(Point-based annotation entries)
########
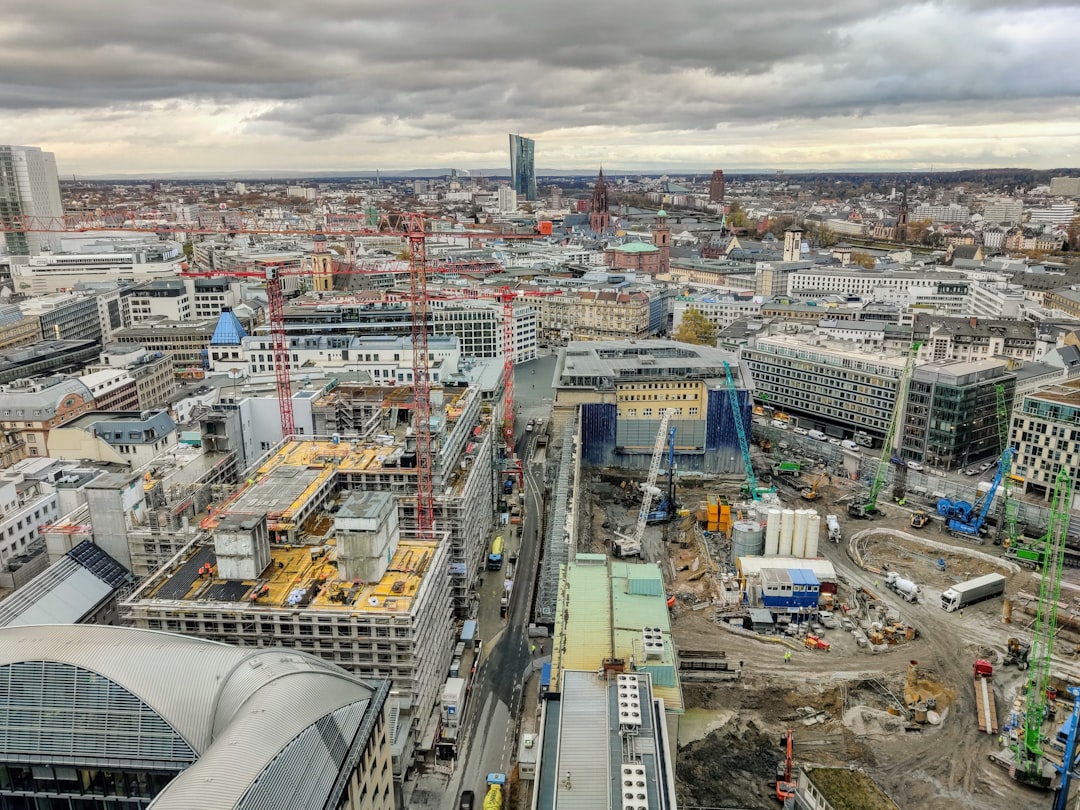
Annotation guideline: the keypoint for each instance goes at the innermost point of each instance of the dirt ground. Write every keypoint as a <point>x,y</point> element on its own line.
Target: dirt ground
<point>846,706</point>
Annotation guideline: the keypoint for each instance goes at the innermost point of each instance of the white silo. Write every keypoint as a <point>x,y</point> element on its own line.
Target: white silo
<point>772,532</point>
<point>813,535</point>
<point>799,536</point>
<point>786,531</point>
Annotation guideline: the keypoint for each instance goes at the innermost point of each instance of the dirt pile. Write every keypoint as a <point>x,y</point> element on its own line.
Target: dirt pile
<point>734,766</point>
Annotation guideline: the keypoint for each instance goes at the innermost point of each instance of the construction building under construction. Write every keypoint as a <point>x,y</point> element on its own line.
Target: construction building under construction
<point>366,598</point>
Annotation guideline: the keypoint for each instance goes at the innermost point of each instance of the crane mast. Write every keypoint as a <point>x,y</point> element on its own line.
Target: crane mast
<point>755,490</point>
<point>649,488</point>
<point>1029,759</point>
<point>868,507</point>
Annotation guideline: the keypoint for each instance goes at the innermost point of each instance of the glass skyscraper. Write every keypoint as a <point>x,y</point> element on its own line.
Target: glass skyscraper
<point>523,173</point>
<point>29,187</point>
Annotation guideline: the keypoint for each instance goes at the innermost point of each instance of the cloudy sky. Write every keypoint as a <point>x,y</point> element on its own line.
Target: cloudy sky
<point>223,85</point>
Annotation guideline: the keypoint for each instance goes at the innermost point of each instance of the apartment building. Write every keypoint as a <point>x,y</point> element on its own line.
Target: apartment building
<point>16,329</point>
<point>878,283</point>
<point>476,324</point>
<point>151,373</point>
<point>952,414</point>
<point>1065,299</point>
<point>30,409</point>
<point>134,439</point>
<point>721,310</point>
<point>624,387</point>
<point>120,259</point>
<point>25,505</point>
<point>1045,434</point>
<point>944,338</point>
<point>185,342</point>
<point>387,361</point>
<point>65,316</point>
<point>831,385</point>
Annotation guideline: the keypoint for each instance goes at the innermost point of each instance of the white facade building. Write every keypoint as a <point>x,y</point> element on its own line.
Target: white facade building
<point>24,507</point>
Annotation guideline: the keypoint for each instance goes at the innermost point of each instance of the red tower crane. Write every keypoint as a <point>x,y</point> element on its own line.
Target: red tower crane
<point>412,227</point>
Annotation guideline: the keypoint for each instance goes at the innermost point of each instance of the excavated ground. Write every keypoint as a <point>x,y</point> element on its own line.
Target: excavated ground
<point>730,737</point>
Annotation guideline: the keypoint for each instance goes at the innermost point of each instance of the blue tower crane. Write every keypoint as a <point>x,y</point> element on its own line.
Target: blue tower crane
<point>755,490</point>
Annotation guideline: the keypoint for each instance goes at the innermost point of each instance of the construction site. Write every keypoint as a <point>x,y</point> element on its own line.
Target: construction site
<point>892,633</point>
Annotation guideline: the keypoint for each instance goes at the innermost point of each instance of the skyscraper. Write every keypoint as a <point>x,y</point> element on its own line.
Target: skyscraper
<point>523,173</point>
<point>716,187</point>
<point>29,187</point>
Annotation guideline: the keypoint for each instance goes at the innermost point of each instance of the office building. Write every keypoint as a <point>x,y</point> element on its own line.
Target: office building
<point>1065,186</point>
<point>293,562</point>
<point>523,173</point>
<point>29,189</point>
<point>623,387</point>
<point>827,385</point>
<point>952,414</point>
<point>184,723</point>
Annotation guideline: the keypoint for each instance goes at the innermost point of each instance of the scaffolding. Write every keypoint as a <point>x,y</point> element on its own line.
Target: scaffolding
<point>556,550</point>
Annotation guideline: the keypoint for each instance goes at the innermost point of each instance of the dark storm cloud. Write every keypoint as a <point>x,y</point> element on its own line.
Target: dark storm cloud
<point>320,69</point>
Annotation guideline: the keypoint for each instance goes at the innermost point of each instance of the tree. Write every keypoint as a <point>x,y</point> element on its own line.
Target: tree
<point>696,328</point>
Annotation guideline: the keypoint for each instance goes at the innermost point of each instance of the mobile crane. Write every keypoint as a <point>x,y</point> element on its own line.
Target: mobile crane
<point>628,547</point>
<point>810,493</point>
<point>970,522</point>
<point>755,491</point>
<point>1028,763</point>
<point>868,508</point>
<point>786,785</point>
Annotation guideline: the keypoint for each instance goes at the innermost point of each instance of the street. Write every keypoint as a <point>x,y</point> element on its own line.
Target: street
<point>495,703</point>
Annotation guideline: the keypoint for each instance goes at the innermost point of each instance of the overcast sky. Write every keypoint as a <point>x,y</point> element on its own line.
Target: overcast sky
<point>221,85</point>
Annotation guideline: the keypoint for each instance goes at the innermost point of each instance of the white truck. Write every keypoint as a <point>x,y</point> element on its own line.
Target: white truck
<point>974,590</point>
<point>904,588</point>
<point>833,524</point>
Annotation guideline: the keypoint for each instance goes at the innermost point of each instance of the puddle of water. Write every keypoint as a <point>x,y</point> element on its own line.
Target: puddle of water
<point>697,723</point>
########
= Task objective =
Rewrite all the entries above, changing every "innermost point" to "most central point" and leaving everything else as it is. Omit the pictures.

= Exercise answer =
Annotation guideline: the keypoint for each instance goes at the most central point of each instance of the dirt ground. Write every keypoint as a <point>x,y</point> element on its own line.
Target: dirt ground
<point>846,706</point>
Annotation guideline: the keypoint for each instance goes at the most central point of each instance of the white silo. Write every keypoint as a <point>x,y</point> element on its own line.
Target: white silo
<point>772,532</point>
<point>813,535</point>
<point>799,536</point>
<point>786,531</point>
Annotation guideline: the keypoint for each instance goes at the most central point of each instance of the dirt pile. Write every keypoint as a <point>x,y</point> element on its own line.
Target: dirt pile
<point>734,766</point>
Annotation guideline: the keypoint for each instance goes at the most central point of each instance of the construction building under construction. Write every keypoint as a <point>x,y</point> element on its own line.
Target: construction building under construction
<point>366,598</point>
Annotation guideline: the keypoint for each instance goes at the most central point of each instance of the crane mast. Write every keypoint as a <point>x,y</point> element on its own line.
Target: crane mast
<point>755,490</point>
<point>649,488</point>
<point>1029,759</point>
<point>868,507</point>
Annotation guideline: the keypoint for each instance goes at the most central point of each instance of the glass skyscraper. Write every keypoint as a <point>x,y</point> element on its own line.
Target: glass skyscraper
<point>523,173</point>
<point>29,187</point>
Annotation guideline: the keypoint for each instance goes at the most central point of each instance of the cloudy sky. Write every keypoint as a <point>x,y</point> element on its own line.
Target: cloudy sky
<point>223,85</point>
Annotation guideline: the keypoint for each instance goes at the most central point of each instance of the apartment building. Write every keypoint as a <point>x,y</point> element on its own line.
Target: apartment building
<point>16,329</point>
<point>878,283</point>
<point>476,324</point>
<point>151,373</point>
<point>952,414</point>
<point>1065,299</point>
<point>30,409</point>
<point>134,439</point>
<point>721,310</point>
<point>624,387</point>
<point>120,259</point>
<point>25,505</point>
<point>1045,434</point>
<point>944,338</point>
<point>185,342</point>
<point>387,361</point>
<point>65,316</point>
<point>831,385</point>
Annotation guideline: the keypoint for each instance goes at the most central point of each instance of the white facade building. Write every keypoint as a <point>x,y</point> element on its own line.
Target: white facade building
<point>24,507</point>
Annotation guideline: the keypoint for each instance goes at the most central point of each instance of the red tower crane. Write every keypoint as a <point>x,y</point> element on its own line.
Target: red tower crane
<point>412,227</point>
Annotation guideline: the keypoint for each instance goes at the most central point of each instance of the excavated ground. Write every keypoint as a <point>x,y</point> element on its own line.
Target: excavated ground
<point>730,737</point>
Annotation guideline: the keypoint for each instance goes at the most central point of each instance of the blue tower crane. Write every keypoint as a <point>x,y</point> element on its own line.
Target: blue tower crane
<point>755,490</point>
Annotation guideline: the keypoint for each instance goes at the most central point of each instance of the construction site. Write every keypoint as a <point>x,y</point> element on its own line.
Target: construction site
<point>892,633</point>
Annotation guideline: the keypoint for each instance goes at the most central point of each instance of the skyscraper. Write every keypoint as a <point>x,y</point> element on its own line.
Target: skyscraper
<point>523,173</point>
<point>716,187</point>
<point>29,187</point>
Annotation guideline: the keypoint for each instance goes at the most central point of each instance of the office building. Write every keypoint as a <point>x,y</point> element on its own line.
Target: office building
<point>1065,186</point>
<point>293,562</point>
<point>523,173</point>
<point>29,189</point>
<point>623,387</point>
<point>827,385</point>
<point>952,414</point>
<point>184,723</point>
Annotation guideline: the keypoint for each instance goes at the most central point of each instance of the scaffolding. Write every keypoint as a <point>x,y</point> element on its own line.
Target: scaffolding
<point>556,550</point>
Annotation guideline: the keypoint for each instance goes at the most central point of each instance of the dark storm cloud. Write every keypoint as a <point>x,y</point> element on its own line.
Target: dark storm cloud
<point>320,69</point>
Annotation guideline: the keypoint for each instance goes at the most central point of each instance of the tree. Write every keypoint as a <point>x,y</point> element on its own line.
Target: tree
<point>696,328</point>
Annotation guideline: the keypoint for each instance goes at the most central point of each instance of the mobile crane. Write every keypoint as a <point>x,y</point> element on its own line.
Target: mobile crane
<point>628,547</point>
<point>810,493</point>
<point>970,522</point>
<point>755,491</point>
<point>1028,763</point>
<point>868,508</point>
<point>786,785</point>
Annotation guideline: the keypoint for each instance goes at the most central point of each instance of the street. Write every keypoint as a <point>x,y</point> element on its own line.
Target: street
<point>495,703</point>
Annotation guideline: the keypoint for each instance goes at the most central point of each instance of the overcast sky. Write every keypoint as a <point>x,y</point> element on its own line.
Target: overcast sky
<point>221,85</point>
Annotation guideline: the keypoint for each instance goes at the most central point of each instance of the white truck. Write every keypoint as a <point>x,y</point> element on its own line.
Target: white truck
<point>974,590</point>
<point>904,588</point>
<point>833,524</point>
Annotation guideline: the keypoint for each instance goes at the most central point of each instance of the puddle of water. Write every keypoint as a <point>x,y</point> element on its own line.
Target: puddle of water
<point>697,723</point>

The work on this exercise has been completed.